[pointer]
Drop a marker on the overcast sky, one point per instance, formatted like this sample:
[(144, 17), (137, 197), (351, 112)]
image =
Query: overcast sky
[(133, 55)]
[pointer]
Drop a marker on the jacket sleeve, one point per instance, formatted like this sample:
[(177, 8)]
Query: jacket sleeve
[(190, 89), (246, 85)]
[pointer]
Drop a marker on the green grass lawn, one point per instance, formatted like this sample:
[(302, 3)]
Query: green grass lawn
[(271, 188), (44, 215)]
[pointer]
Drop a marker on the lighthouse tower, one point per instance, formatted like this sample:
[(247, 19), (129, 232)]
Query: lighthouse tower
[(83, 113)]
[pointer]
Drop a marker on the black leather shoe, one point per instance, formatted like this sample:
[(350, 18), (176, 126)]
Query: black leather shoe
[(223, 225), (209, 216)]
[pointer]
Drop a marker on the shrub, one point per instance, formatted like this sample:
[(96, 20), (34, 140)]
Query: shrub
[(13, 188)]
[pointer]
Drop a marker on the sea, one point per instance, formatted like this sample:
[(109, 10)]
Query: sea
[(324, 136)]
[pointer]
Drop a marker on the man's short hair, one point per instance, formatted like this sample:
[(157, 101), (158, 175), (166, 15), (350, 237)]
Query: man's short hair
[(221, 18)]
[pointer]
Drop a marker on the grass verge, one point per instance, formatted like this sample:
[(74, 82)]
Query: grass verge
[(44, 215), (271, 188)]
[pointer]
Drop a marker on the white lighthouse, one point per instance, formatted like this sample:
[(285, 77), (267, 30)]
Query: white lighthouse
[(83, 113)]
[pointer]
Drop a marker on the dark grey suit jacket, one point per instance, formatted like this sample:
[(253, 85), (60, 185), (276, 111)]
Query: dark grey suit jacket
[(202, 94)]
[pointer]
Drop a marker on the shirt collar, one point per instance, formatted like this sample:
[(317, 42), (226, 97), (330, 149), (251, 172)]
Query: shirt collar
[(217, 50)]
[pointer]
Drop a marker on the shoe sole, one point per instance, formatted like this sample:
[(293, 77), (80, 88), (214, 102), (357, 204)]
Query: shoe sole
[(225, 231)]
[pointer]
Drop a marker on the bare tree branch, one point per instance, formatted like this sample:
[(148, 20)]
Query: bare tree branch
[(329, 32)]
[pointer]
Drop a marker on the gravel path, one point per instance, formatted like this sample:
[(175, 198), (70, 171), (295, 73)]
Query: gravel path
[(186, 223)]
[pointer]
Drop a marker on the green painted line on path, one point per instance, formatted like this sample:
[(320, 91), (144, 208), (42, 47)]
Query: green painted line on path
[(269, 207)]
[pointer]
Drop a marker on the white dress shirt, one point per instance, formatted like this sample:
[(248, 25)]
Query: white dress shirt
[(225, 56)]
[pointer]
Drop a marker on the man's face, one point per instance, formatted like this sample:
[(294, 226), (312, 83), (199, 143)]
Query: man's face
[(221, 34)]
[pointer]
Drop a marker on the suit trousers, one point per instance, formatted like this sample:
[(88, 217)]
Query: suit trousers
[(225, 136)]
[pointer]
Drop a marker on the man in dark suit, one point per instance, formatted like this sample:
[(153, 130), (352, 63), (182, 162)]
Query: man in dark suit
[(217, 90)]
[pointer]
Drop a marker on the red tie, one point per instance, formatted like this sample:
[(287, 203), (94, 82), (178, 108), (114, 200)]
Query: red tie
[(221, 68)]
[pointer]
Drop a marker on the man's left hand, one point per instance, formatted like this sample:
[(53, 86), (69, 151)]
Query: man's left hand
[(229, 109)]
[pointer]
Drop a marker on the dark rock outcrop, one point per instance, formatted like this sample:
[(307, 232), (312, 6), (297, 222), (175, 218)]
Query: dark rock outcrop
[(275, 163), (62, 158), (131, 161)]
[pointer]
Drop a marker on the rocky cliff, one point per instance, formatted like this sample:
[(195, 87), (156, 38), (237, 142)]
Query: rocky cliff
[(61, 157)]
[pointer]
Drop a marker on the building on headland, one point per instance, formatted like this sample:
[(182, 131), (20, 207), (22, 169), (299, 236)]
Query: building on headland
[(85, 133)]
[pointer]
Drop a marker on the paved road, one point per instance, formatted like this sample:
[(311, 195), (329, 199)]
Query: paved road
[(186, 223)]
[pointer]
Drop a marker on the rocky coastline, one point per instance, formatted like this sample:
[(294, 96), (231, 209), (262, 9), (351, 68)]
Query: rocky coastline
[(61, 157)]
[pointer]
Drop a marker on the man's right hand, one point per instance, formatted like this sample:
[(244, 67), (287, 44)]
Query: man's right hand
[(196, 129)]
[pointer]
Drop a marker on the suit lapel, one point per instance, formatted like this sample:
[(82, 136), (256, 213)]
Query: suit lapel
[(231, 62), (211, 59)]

-------------------------

### To be done
Identify every line in the items above that contains the word "paved", and copy each of those lines.

### Full solution
Drop a marker on the paved road, one point per instance, formatted like this sample:
Query: paved road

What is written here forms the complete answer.